* Goal *
Reproduce everything from the line containing "Annotation sprint — target object: ceiling" down to the line containing "166,17,177,24" in the rows below, changing "minimal enclosing rectangle" to "tight bounding box" and leaving every other character intact.
BEGIN Items
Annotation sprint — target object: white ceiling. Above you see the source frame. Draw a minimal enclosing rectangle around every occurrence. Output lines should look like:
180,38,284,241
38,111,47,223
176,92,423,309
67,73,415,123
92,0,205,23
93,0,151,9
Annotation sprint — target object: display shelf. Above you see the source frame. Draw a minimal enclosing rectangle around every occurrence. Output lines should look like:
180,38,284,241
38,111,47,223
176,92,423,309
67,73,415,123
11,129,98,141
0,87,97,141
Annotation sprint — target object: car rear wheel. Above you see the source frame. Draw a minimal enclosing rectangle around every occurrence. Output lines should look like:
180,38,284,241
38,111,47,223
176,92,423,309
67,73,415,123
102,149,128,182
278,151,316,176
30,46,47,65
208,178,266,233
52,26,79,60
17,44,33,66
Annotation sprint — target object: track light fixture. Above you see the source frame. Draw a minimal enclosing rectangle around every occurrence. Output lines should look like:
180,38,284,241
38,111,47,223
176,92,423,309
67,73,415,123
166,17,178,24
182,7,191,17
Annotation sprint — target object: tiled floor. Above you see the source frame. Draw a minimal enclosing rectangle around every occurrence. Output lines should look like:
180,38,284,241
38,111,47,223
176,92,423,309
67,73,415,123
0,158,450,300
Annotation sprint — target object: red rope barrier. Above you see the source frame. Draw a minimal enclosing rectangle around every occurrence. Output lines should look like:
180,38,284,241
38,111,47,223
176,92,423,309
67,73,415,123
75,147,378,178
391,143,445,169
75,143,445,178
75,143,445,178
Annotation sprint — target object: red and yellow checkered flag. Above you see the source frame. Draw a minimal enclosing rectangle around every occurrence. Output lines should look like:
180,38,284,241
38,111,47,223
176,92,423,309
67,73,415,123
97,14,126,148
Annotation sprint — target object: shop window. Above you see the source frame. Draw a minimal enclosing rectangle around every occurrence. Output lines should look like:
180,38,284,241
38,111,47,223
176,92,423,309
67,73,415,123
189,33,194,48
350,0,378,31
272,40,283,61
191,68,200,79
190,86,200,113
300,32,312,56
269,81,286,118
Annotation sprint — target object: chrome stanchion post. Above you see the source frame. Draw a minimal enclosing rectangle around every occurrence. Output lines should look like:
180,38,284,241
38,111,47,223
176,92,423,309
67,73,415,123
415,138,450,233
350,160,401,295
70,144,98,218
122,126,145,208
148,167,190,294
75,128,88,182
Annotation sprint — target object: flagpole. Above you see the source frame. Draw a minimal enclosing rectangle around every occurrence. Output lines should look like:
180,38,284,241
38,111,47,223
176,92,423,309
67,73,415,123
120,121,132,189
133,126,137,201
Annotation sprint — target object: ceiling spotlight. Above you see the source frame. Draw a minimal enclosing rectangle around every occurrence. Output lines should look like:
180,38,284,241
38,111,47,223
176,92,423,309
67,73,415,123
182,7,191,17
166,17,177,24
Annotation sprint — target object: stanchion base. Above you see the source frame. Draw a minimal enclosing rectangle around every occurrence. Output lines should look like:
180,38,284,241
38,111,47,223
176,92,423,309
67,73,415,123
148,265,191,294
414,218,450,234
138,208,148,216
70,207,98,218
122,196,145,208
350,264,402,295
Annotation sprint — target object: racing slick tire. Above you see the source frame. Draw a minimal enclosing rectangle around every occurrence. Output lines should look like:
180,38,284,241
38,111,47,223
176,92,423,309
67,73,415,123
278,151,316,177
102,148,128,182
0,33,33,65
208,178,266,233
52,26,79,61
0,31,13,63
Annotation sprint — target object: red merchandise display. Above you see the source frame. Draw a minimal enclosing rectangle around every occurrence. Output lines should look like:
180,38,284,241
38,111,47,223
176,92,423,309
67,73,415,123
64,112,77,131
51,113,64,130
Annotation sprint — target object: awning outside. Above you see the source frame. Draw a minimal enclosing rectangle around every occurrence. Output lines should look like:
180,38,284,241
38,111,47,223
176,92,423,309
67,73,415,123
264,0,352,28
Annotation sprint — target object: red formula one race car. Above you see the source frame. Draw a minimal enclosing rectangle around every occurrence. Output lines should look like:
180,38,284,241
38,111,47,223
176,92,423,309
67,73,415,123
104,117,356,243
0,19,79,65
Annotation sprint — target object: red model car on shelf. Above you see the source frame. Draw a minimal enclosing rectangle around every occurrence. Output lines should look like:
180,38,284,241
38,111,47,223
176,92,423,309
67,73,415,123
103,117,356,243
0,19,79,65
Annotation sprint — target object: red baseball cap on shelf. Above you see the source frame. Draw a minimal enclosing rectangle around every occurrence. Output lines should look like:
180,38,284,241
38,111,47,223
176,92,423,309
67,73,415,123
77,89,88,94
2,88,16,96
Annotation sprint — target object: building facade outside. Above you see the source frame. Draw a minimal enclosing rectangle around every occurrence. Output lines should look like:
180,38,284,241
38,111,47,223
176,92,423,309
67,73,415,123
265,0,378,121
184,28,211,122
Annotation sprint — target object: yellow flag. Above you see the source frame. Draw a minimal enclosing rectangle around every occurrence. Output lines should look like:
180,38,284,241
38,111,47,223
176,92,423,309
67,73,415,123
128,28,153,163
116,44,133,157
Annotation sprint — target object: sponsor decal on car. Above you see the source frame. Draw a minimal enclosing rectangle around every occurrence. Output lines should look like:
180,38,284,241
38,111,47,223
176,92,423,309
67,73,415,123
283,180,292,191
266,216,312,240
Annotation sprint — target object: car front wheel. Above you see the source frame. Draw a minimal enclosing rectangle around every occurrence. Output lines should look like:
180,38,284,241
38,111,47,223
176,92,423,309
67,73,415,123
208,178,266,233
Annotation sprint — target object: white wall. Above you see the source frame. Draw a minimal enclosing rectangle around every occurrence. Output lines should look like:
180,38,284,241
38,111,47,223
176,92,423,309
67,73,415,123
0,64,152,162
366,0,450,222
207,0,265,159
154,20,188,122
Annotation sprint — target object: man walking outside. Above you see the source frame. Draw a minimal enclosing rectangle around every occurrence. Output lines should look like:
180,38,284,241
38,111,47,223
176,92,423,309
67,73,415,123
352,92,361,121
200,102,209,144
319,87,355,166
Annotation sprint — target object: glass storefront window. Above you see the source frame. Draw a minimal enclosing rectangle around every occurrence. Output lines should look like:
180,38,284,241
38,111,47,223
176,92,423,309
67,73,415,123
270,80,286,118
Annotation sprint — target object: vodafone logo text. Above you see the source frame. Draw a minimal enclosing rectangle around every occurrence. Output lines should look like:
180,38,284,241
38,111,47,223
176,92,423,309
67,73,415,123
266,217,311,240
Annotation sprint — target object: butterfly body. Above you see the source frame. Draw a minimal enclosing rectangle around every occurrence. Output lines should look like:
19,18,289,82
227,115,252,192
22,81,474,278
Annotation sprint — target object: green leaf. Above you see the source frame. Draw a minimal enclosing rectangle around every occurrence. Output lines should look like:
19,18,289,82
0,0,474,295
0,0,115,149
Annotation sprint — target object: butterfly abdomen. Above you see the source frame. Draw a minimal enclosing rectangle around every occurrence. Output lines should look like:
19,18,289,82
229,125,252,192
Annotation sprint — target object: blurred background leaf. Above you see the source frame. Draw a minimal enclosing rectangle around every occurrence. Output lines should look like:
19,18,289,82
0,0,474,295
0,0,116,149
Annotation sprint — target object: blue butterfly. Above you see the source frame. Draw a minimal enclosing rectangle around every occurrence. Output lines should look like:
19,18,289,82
END Items
* Task result *
Annotation sprint — target object: ceiling spotlight. Above you see the source frame. Draw a tight bounding box around every occurrence. Output lines should look like:
180,38,284,241
38,111,47,223
176,92,423,309
67,73,415,123
182,7,191,17
166,17,177,24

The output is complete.